TASK INPUTS =

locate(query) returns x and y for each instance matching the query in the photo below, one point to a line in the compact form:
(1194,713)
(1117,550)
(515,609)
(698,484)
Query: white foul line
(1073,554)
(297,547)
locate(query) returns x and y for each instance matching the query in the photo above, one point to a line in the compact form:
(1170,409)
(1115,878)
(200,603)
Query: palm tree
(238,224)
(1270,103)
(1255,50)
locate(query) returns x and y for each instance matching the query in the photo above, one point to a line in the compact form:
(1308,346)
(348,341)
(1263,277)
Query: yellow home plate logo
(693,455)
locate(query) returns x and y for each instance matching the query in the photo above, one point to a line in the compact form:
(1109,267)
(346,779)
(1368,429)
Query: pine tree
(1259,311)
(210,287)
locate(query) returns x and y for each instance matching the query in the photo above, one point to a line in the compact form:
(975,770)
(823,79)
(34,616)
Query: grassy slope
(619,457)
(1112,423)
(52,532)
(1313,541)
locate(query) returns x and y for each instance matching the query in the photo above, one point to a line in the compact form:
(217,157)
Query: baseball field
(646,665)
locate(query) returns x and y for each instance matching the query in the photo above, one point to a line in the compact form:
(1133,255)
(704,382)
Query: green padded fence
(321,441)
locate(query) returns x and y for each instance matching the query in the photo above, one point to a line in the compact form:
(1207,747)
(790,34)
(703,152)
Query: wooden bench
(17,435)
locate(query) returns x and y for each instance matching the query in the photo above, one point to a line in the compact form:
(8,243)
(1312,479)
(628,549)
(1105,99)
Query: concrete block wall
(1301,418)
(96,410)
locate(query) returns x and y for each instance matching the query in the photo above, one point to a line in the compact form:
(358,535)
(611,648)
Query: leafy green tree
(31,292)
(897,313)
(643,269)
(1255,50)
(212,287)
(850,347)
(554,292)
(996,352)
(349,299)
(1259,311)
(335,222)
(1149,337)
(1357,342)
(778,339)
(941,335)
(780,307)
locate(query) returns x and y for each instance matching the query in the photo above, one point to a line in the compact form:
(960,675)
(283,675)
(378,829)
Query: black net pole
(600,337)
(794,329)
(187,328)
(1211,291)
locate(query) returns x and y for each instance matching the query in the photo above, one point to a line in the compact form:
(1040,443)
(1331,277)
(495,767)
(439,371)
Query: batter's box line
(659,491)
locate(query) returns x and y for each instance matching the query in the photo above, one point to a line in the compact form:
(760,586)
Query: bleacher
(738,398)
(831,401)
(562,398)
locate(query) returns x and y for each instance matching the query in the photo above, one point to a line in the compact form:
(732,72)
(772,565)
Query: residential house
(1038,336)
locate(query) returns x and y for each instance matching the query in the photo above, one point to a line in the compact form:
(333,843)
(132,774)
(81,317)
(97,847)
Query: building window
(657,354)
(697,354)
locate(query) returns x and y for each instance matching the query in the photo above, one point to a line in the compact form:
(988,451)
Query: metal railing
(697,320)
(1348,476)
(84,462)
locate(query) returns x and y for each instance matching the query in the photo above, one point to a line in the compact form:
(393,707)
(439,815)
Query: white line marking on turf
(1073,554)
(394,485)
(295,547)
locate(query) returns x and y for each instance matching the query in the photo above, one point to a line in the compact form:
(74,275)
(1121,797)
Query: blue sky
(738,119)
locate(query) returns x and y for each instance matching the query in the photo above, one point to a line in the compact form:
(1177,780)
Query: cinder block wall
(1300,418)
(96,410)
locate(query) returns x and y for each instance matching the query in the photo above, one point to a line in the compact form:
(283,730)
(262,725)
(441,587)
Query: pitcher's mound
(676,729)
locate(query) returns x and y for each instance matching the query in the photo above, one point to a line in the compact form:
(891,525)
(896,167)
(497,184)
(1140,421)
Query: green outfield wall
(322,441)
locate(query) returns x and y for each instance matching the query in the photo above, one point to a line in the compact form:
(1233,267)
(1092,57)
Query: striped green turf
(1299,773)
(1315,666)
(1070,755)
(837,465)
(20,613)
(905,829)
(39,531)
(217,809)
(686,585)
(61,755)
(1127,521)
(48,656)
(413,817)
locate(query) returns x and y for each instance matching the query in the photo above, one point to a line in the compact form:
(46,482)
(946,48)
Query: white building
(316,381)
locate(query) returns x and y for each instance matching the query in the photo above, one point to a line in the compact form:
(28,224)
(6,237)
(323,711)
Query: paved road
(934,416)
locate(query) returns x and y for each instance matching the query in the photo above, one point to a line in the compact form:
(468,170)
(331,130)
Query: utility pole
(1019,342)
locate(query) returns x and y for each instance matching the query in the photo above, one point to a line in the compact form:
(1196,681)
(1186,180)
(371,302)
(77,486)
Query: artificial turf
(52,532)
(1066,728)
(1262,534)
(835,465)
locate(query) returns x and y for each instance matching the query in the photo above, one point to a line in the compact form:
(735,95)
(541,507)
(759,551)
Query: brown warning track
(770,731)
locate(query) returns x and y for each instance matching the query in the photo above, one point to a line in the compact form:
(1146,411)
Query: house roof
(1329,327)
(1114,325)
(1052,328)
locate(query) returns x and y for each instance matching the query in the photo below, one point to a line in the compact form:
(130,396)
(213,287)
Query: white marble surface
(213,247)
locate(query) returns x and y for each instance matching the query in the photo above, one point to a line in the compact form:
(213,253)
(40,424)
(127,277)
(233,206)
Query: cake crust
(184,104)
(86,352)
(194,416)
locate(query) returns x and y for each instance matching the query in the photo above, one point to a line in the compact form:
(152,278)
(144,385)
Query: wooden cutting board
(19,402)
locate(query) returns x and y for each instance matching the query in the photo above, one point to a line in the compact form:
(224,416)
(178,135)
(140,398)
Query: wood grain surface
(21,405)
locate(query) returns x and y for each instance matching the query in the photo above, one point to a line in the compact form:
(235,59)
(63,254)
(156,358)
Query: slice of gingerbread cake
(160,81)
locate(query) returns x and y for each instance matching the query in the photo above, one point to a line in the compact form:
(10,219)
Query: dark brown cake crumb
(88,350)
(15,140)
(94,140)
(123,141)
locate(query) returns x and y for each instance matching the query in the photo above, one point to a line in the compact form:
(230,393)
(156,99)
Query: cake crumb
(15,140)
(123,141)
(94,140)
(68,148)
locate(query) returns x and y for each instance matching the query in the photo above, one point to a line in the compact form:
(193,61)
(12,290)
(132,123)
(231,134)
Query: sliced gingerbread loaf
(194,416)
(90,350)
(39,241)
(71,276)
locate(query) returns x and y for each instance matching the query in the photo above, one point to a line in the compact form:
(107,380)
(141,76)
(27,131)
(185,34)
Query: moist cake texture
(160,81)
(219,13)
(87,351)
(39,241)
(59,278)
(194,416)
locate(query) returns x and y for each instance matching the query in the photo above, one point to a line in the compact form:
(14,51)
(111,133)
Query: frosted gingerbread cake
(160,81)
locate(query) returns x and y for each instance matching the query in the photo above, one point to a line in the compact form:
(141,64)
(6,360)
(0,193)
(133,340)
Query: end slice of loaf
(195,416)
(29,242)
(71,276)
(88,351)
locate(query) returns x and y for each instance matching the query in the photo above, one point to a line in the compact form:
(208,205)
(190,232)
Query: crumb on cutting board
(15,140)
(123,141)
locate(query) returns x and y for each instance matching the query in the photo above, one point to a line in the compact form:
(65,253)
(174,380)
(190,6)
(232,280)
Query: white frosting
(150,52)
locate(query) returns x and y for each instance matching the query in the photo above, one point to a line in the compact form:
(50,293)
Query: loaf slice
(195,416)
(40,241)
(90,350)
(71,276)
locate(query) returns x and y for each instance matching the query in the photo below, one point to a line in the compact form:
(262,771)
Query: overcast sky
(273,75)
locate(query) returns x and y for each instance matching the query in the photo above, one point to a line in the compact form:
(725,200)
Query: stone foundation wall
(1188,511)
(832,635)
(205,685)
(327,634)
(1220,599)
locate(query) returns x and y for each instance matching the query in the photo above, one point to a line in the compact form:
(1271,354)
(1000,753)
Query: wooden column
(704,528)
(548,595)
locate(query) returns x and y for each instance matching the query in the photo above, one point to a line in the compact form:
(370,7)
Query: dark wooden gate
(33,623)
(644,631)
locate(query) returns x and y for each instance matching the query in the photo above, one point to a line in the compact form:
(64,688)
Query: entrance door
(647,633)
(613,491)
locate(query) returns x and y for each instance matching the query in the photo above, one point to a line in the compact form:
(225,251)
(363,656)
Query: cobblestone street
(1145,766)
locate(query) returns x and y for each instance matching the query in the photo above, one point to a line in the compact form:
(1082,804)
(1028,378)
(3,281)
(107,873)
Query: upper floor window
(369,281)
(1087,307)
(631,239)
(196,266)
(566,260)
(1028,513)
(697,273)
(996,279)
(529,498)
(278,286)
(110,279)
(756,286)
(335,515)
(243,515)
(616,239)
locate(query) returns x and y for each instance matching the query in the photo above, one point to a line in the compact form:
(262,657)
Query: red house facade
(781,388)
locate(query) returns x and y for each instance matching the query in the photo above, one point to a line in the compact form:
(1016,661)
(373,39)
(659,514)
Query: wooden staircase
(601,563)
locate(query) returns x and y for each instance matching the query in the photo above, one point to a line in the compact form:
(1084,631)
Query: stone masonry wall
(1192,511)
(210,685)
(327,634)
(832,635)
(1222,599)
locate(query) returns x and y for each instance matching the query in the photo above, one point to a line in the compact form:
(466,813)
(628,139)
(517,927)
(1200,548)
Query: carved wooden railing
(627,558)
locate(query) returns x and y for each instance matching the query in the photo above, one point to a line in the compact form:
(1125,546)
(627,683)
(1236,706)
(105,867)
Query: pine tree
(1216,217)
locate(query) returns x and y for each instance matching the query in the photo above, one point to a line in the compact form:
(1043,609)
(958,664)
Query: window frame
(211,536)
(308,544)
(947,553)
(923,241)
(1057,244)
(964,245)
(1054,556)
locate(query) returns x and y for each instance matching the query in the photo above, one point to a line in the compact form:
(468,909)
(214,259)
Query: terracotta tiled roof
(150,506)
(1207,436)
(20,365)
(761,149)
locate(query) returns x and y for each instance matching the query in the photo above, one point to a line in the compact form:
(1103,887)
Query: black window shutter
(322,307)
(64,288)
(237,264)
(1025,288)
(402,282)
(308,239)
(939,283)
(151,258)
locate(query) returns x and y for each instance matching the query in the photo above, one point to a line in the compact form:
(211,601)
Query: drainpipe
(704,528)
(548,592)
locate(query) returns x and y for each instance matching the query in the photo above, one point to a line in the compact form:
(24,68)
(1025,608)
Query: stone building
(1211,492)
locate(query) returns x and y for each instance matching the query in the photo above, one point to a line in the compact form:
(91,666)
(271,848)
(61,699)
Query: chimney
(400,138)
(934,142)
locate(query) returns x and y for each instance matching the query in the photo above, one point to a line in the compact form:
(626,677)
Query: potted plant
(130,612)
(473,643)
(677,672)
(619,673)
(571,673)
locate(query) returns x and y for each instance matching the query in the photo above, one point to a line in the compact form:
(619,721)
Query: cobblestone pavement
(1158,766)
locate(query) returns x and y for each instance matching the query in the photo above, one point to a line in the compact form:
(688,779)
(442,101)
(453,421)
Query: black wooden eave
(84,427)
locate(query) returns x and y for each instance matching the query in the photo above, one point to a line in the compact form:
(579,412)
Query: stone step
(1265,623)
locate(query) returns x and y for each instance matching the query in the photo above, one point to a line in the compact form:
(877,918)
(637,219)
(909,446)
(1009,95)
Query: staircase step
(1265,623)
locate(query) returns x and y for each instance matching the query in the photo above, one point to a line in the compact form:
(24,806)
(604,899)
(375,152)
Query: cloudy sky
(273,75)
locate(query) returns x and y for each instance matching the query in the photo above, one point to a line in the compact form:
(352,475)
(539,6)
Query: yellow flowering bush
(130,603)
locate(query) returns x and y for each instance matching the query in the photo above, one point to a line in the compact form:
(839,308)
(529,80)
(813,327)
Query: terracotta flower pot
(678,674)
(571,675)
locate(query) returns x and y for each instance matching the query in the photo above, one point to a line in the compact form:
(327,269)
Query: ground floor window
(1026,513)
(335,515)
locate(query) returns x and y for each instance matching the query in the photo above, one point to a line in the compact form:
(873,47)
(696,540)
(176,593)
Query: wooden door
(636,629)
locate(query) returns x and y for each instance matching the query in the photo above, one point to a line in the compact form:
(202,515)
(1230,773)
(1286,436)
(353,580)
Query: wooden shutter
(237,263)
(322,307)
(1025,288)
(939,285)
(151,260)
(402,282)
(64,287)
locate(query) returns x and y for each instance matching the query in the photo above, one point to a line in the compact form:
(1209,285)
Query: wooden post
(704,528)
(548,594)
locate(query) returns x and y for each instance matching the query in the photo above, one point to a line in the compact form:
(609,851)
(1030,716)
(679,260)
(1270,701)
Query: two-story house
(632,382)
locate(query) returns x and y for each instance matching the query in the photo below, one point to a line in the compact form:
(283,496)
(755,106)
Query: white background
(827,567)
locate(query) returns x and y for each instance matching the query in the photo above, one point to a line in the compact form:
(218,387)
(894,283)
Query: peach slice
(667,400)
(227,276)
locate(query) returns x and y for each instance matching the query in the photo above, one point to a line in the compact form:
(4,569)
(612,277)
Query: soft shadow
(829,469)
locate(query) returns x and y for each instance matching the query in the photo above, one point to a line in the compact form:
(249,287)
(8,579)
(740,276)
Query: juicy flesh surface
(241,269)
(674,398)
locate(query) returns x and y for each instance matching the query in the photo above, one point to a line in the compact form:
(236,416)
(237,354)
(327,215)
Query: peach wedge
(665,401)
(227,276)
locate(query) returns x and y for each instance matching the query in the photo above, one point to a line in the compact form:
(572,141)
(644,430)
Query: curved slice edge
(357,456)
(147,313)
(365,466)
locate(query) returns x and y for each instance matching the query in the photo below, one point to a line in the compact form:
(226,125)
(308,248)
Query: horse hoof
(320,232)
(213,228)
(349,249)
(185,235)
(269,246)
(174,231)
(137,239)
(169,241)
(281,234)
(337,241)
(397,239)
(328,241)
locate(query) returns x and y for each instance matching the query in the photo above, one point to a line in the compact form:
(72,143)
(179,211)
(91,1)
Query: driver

REQUIRED WORK = In the material above, find the line with "Query: wooden shutter"; then retype it and every line after it through the last, exactly as written.

PROBLEM SOLUTION =
Query: wooden shutter
(237,263)
(322,307)
(1025,288)
(939,285)
(151,260)
(402,282)
(64,287)
locate(query) returns x and y for each instance matching the query in the photo above, one point to a line in the compact form:
(1209,285)
Query: wooden post
(704,528)
(548,594)
locate(query) returns x and y for each instance matching the query in the photo above, one point to a line in the compact form:
(609,851)
(1030,716)
(679,260)
(1270,701)
Query: two-story house
(632,382)
locate(query) returns x and y for each instance matching the query in the photo below, one point to a line in the compact form:
(283,496)
(755,106)
Query: white background
(827,567)
locate(query) returns x and y for each instance matching the query in the photo above, one point to a line in the compact form:
(218,387)
(894,283)
Query: peach slice
(667,400)
(227,276)
locate(query) returns x and y for each instance matching the query in the photo above, one point to a line in the compact form:
(4,569)
(612,277)
Query: soft shadow
(829,469)
locate(query) returns x and y for each instance matching the query in the photo above, one point to a line in the compact form:
(249,287)
(8,579)
(740,276)
Query: juicy flesh surface
(241,269)
(674,398)
locate(query) returns x and y for each instance matching the query in the photo above, one point to a line in the compact form:
(236,416)
(237,354)
(327,215)
Query: peach wedge
(665,401)
(227,276)
locate(query) returns x and y for each instance matching the query in the photo above, one point to a line in the compact form:
(572,141)
(644,430)
Query: curved slice edge
(357,456)
(147,313)
(365,466)
locate(query) returns x and y for each instance matching the query in the photo below, one point to a line in the compact form:
(226,125)
(308,248)
Query: horse hoof
(320,232)
(213,228)
(349,249)
(185,235)
(269,246)
(174,231)
(137,239)
(169,241)
(281,234)
(337,241)
(397,239)
(328,241)
locate(query) returns x and y for each instance matching the query in the photo above, one point to a line in the compact form:
(72,143)
(179,211)
(91,1)
Query: driver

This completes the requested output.